** Text to read **
────────

“The school values of Love, Courage and Respect are shown in the caring attitude of pupils and adults supporting each other in all aspects of school life.”   National Society Inspection of Anglican and Methodist Schools Report 2018

“The behaviour of pupils is good.  Pupils are polite, courteous and welcoming to visitors.  Pupils take pride in their work, their appearance and the school in general.  They conduct themselves well around the school.”  Ofsted Report 2016

Our School Aims state “Within a Christian ethos we strive to create a caring community.  We encourage all members of our school to respect themselves and each other.  We establish high standards of behaviour, reinforced by praise and underpinned by Christian values.”

Our School Values are Love, Courage and Respect.  In order to achieve our aims, it is important that the highest standards of behaviour are expected of all children and adults within the school.

Our Christian ethos enables us to talk with the children about care and respect for each other, within Christian principles.  It gives us a basis for exploring with the children the fact that making mistakes is part of our human frailty and that honesty and openness when we make a mistake is the best way forward, so that together we can reach a point of forgiveness and be helped to try harder in the future.  We encourage our children to show Love and Respect for each other and for the school, and to have the Courage to own up and face the consequences when they have not made good choices, We help children to understand that forgiveness does not mean they can behave badly and then just say sorry – that it is about learning to truly appreciate the needs and feelings of others and doing everything in their power to behave well so that everyone is safe and happy.  

A culture of positive praise and encouragement exists in the school. This should be promoted and developed at all times, so that we build children’s self esteem and help them to take pride in themselves.  As well as adults praising and encouraging good behaviour, we encourage children to tell us good news about each other’s behaviour, and to model good behaviour to each other. 

Key Principles on which our Behaviour policy is based: 

  • Everyone has a right to be safe and be treated with respect. 
  • Everyone has a responsibility to behave appropriately. 
  • A consistent approach is essential for children to feel secure. 
  • Children do best when they have clear boundaries and when they know we have high expectations of them.

────────

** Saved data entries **
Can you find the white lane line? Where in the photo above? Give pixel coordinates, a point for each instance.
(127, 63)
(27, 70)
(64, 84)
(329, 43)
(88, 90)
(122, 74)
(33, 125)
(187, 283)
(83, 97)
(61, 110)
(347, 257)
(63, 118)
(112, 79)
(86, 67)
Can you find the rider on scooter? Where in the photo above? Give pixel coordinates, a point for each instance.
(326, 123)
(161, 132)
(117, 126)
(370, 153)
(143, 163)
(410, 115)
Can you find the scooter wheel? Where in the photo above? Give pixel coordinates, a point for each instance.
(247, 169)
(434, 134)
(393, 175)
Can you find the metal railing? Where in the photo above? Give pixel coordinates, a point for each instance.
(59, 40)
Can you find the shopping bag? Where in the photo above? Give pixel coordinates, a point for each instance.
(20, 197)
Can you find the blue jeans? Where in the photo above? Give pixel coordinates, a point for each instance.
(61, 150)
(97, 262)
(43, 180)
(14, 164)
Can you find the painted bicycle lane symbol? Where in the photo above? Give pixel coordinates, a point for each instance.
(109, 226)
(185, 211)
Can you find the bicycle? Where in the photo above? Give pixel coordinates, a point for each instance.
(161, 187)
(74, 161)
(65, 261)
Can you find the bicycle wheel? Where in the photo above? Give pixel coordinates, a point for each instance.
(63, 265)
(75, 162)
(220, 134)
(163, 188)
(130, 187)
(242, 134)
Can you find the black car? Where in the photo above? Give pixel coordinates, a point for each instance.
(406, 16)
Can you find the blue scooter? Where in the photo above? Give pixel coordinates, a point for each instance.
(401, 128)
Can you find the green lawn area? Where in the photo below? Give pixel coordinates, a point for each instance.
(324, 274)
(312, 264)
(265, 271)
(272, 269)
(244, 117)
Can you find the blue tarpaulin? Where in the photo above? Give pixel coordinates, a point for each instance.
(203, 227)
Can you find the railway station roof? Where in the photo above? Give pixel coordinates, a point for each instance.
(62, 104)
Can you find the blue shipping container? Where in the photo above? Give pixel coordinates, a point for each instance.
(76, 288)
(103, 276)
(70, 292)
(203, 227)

────────

** Stated task **
Reproduce the school behavior policy text word for word, from start to finish.

** Finished exercise **
“The school values of Love, Courage and Respect are shown in the caring attitude of pupils and adults supporting each other in all aspects of school life.”   National Society Inspection of Anglican and Methodist Schools Report 2018

“The behaviour of pupils is good.  Pupils are polite, courteous and welcoming to visitors.  Pupils take pride in their work, their appearance and the school in general.  They conduct themselves well around the school.”  Ofsted Report 2016

Our School Aims state “Within a Christian ethos we strive to create a caring community.  We encourage all members of our school to respect themselves and each other.  We establish high standards of behaviour, reinforced by praise and underpinned by Christian values.”

Our School Values are Love, Courage and Respect.  In order to achieve our aims, it is important that the highest standards of behaviour are expected of all children and adults within the school.

Our Christian ethos enables us to talk with the children about care and respect for each other, within Christian principles.  It gives us a basis for exploring with the children the fact that making mistakes is part of our human frailty and that honesty and openness when we make a mistake is the best way forward, so that together we can reach a point of forgiveness and be helped to try harder in the future.  We encourage our children to show Love and Respect for each other and for the school, and to have the Courage to own up and face the consequences when they have not made good choices, We help children to understand that forgiveness does not mean they can behave badly and then just say sorry – that it is about learning to truly appreciate the needs and feelings of others and doing everything in their power to behave well so that everyone is safe and happy.  

A culture of positive praise and encouragement exists in the school. This should be promoted and developed at all times, so that we build children’s self esteem and help them to take pride in themselves.  As well as adults praising and encouraging good behaviour, we encourage children to tell us good news about each other’s behaviour, and to model good behaviour to each other. 

Key Principles on which our Behaviour policy is based: 

  • Everyone has a right to be safe and be treated with respect. 
  • Everyone has a responsibility to behave appropriately. 
  • A consistent approach is essential for children to feel secure. 
  • Children do best when they have clear boundaries and when they know we have high expectations of them.